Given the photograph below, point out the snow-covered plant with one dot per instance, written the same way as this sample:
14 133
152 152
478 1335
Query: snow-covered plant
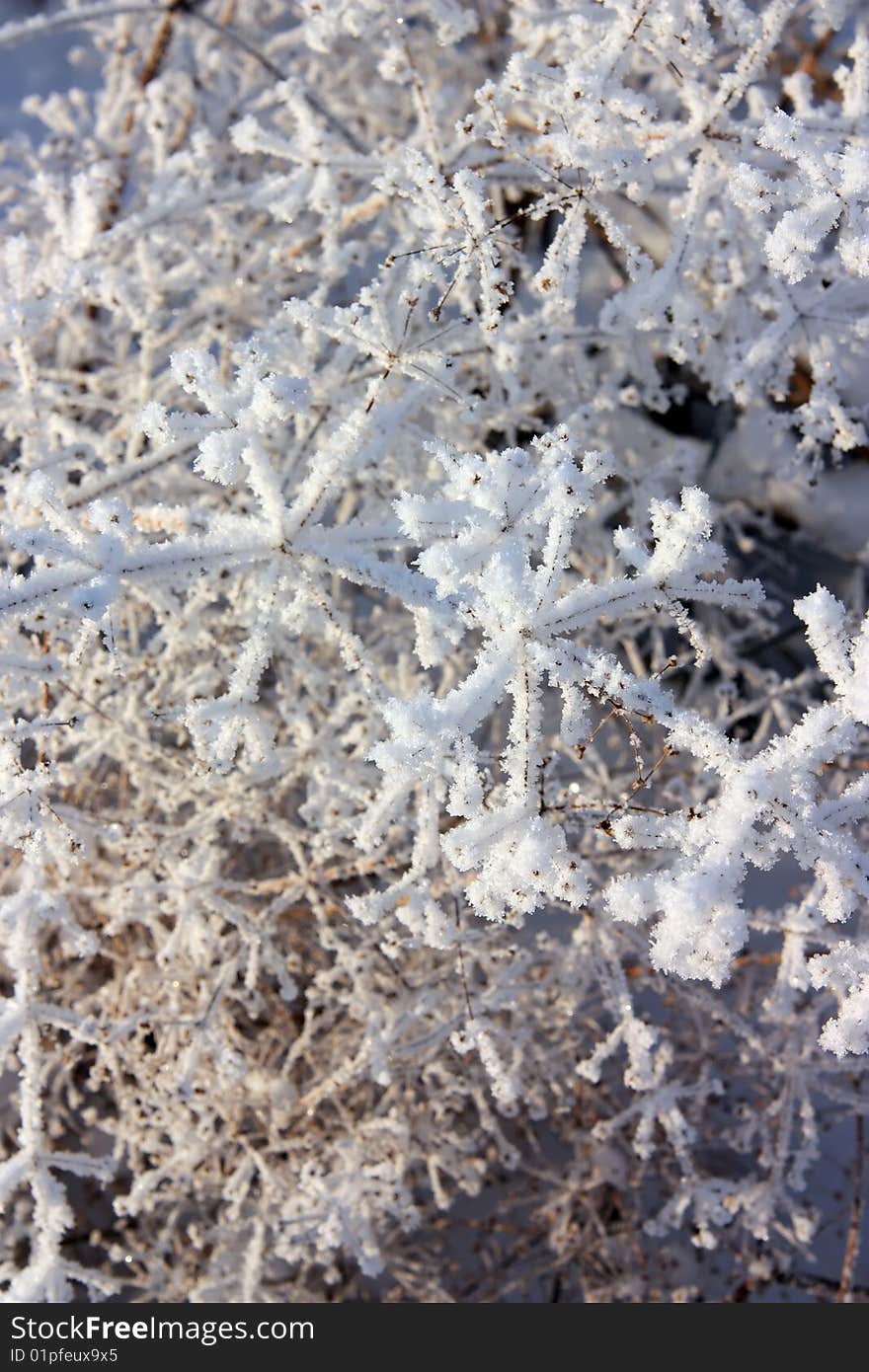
430 767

Given request: Rewrite the listing above, replacing every "snow-covered plant" with "frost-covered plant" and leaving everything else unchanged. Leave out the pictures.

The result:
Given the photograph below, point out the frost-covered plant with one dot per instance, written the same way as this sample:
14 133
152 152
478 1335
Query: frost-covered plant
430 767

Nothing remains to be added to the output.